_Passage to read_:

^^^^^^^^

Trade union hand-delivered letters of protest, to no avail

The Home Office has stonewalled the GMB trade union’s attempts to raise the plight of British Airways IT staff whose jobs are being sent to an Indian outsourcer – and the potential security implications involved.

The GMB has written four letters to the Department’s Secretary Theresa May – seen by us – after BA hired Tata Consultancy Services to run systems, putting hundreds of UK jobs at risk of redundancy.

Mick Rix, national officer at GMB, first raised the point in January that outsourcing systems, some of which “are crucial to national security”, was of concern for the country’s future safety.

He asked if the Home Office recorded instances of a failure in IT systems that led to passenger flights not being cross-referenced with the Home Office’s No Fly list, or if BA has failed to provide the Federation Aviation Administration in the US with cargo manifests for BA planes landing there.

^^^^^^^^

_Dataset extract_:

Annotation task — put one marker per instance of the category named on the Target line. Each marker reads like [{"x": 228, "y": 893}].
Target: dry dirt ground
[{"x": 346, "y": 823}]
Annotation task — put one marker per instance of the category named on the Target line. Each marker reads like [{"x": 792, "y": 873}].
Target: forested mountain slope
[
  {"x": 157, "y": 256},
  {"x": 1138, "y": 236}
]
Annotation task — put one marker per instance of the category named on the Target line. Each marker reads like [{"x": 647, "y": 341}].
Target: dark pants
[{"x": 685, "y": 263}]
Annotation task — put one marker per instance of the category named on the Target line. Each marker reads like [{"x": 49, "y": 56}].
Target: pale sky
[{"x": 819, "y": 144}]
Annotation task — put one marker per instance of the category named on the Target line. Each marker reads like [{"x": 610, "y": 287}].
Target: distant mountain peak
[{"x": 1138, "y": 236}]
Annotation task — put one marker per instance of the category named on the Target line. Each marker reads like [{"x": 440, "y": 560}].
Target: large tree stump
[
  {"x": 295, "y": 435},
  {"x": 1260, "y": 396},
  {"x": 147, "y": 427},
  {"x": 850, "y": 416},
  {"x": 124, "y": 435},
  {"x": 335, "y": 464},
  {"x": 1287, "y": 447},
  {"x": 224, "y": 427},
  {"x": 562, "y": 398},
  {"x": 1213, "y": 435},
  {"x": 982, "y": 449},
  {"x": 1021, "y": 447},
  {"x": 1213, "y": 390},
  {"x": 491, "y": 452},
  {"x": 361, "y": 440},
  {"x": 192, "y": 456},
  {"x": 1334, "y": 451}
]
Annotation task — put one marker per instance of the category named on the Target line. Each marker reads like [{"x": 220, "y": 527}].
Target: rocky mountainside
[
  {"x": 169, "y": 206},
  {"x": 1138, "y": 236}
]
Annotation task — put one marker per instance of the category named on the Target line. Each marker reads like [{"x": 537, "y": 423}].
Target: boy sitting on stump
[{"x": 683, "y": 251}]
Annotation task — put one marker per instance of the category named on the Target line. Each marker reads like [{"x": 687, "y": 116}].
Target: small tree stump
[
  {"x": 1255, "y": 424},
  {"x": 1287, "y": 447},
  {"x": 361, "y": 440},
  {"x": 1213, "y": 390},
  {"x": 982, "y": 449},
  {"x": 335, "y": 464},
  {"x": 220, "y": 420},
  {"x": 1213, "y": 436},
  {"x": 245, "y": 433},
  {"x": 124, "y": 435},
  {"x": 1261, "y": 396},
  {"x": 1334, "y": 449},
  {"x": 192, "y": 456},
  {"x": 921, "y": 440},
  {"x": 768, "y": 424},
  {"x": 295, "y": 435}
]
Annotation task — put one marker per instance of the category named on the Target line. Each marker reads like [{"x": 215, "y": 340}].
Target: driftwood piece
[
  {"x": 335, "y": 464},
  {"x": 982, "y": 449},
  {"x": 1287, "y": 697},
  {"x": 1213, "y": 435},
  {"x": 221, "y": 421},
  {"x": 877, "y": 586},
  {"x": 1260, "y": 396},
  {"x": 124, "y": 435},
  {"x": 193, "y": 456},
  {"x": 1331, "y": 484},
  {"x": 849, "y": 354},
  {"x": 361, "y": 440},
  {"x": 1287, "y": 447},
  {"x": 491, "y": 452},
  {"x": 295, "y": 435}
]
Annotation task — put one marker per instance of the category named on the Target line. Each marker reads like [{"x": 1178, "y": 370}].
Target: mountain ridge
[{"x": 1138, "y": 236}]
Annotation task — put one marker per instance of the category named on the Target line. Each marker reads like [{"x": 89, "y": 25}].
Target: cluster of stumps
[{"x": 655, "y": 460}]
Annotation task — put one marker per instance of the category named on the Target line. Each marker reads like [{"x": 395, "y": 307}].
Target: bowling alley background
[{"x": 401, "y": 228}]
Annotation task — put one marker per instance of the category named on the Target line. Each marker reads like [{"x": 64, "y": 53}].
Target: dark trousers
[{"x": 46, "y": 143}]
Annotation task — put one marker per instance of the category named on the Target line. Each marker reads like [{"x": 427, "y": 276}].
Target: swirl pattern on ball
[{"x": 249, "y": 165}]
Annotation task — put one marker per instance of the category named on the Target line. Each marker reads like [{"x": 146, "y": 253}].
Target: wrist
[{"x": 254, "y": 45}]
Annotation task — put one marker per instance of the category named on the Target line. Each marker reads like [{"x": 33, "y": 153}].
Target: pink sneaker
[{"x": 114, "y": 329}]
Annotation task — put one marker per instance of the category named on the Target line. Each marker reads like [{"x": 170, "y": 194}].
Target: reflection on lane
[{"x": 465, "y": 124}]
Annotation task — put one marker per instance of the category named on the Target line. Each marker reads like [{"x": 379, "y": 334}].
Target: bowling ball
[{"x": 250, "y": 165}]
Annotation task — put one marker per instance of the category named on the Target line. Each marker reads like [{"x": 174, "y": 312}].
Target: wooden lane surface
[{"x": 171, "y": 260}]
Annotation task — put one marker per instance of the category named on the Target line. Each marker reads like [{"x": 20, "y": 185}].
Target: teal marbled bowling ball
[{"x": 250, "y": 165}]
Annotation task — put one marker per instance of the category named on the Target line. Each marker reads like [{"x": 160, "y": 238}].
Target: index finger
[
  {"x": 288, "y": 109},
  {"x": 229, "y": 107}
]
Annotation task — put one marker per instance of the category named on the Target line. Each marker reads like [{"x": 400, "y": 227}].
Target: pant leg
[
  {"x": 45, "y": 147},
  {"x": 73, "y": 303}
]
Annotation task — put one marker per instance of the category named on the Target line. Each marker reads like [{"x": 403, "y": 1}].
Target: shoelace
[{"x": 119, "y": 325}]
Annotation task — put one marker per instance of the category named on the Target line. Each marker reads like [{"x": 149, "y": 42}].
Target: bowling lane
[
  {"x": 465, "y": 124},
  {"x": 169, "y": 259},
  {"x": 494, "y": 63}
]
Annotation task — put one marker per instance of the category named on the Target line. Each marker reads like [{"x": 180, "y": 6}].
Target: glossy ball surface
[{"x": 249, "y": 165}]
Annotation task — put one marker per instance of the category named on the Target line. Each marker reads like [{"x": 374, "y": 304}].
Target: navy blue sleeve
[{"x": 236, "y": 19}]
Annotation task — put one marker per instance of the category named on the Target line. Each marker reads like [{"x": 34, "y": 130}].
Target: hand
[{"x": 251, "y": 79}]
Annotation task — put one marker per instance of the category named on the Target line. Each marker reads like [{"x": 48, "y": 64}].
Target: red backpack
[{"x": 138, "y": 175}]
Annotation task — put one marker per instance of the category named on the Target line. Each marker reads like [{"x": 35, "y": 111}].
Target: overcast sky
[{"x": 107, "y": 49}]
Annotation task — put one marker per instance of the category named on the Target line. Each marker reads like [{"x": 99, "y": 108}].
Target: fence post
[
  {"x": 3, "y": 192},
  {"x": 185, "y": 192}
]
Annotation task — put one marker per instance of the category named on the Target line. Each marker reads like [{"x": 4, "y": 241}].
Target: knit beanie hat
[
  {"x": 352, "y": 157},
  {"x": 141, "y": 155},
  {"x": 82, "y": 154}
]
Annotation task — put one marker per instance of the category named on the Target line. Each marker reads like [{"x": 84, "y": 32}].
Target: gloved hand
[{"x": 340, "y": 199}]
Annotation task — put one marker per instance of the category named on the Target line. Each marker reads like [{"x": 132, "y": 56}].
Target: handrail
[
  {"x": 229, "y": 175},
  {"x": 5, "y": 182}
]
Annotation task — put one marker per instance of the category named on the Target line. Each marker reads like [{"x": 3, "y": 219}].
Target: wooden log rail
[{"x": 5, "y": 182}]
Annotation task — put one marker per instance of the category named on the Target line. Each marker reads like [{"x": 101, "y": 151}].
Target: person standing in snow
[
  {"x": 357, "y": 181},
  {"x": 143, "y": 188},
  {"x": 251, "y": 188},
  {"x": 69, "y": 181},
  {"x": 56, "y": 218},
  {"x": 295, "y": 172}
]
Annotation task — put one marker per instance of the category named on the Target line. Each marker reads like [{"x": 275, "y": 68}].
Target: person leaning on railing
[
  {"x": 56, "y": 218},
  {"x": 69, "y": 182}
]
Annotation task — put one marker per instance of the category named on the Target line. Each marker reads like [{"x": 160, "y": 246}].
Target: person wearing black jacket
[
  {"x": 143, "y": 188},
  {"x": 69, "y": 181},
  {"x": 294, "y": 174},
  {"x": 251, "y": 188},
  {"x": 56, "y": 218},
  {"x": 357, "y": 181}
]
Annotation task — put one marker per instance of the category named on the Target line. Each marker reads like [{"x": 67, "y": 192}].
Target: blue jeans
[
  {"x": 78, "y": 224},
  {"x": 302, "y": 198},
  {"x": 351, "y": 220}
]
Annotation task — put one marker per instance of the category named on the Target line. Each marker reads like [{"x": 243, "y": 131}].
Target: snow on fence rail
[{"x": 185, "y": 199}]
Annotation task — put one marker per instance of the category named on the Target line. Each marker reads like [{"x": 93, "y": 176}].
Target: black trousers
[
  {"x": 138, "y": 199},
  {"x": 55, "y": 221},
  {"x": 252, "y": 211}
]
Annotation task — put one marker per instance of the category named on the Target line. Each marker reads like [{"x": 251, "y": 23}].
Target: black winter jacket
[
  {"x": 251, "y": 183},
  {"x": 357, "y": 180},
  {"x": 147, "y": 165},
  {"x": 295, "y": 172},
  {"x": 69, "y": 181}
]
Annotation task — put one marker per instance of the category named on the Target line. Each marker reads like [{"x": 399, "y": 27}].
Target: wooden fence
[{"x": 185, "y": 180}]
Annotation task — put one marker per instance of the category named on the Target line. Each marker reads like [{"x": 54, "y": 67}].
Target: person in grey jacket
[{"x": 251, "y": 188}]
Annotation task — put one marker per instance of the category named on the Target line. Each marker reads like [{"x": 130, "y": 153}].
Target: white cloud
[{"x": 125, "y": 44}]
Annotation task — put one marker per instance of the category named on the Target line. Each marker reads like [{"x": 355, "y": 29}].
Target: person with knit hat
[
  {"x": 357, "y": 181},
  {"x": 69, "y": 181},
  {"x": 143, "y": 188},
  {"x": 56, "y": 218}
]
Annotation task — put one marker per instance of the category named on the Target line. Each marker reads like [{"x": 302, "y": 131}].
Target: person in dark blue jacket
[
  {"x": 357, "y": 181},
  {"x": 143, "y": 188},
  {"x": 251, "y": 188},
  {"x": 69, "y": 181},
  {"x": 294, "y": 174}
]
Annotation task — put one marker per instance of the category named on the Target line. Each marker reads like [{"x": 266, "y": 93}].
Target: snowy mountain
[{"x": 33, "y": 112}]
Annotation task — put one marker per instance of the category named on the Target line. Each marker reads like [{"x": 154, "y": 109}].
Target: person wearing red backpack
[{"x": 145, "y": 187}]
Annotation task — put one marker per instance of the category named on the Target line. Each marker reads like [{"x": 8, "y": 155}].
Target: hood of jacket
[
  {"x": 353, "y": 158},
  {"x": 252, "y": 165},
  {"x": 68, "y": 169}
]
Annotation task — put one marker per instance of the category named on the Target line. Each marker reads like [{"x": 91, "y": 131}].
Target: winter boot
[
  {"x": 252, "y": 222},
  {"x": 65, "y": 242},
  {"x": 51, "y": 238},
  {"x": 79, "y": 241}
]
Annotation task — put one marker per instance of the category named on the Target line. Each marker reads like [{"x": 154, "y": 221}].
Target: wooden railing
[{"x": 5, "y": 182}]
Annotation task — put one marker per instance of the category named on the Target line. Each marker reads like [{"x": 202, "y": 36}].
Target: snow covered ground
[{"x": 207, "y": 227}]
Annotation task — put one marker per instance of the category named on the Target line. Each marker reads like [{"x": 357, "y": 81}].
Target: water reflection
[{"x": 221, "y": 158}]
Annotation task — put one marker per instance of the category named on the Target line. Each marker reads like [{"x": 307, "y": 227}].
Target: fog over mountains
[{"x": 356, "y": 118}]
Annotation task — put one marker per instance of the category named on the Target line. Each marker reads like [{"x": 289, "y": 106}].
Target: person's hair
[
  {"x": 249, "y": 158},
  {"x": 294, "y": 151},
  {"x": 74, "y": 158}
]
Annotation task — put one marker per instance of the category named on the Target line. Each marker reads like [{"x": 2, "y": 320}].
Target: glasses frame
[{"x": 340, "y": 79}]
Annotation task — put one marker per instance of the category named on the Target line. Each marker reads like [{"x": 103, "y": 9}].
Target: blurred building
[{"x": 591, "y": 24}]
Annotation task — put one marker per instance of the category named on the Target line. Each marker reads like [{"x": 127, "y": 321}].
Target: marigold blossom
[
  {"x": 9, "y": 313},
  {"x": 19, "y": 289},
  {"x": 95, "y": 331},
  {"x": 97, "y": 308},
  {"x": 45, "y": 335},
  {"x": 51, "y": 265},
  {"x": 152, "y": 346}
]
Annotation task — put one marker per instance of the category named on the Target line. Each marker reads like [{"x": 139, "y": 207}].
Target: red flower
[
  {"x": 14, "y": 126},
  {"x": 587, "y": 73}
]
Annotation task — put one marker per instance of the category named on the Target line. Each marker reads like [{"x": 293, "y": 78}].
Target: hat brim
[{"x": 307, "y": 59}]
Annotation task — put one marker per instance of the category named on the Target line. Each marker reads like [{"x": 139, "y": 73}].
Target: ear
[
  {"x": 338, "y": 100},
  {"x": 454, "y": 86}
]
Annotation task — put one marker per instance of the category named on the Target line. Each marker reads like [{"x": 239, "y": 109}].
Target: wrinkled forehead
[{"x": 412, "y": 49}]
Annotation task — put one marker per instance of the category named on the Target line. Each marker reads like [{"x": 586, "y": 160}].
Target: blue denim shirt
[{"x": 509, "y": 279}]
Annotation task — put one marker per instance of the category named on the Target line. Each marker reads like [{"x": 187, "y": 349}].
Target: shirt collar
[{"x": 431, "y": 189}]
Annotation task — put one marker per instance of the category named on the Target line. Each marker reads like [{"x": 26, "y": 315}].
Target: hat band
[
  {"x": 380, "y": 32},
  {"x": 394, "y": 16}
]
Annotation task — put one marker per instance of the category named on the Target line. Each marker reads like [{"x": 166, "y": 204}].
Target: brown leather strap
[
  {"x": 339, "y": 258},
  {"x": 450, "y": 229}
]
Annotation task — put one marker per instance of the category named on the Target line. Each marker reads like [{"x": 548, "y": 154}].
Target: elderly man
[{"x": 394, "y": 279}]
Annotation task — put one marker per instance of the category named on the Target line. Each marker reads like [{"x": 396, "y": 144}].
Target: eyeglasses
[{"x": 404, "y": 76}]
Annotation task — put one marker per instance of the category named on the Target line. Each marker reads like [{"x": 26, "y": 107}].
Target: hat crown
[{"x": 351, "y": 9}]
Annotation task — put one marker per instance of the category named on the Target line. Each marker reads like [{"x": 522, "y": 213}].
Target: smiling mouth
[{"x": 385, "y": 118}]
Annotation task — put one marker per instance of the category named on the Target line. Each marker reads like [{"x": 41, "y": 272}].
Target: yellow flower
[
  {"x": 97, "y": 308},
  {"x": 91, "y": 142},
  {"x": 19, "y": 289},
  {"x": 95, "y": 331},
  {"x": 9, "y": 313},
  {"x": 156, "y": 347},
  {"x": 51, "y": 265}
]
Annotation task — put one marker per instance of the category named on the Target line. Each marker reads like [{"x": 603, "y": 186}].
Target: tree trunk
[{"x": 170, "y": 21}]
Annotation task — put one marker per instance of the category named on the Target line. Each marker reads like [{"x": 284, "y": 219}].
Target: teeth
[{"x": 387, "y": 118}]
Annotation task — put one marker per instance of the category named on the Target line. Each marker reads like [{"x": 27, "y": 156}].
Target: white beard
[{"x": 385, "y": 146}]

^^^^^^^^

In the passage on the GMB union's protest letters, which company did British Airways hire to run its systems?

Tata Consultancy Services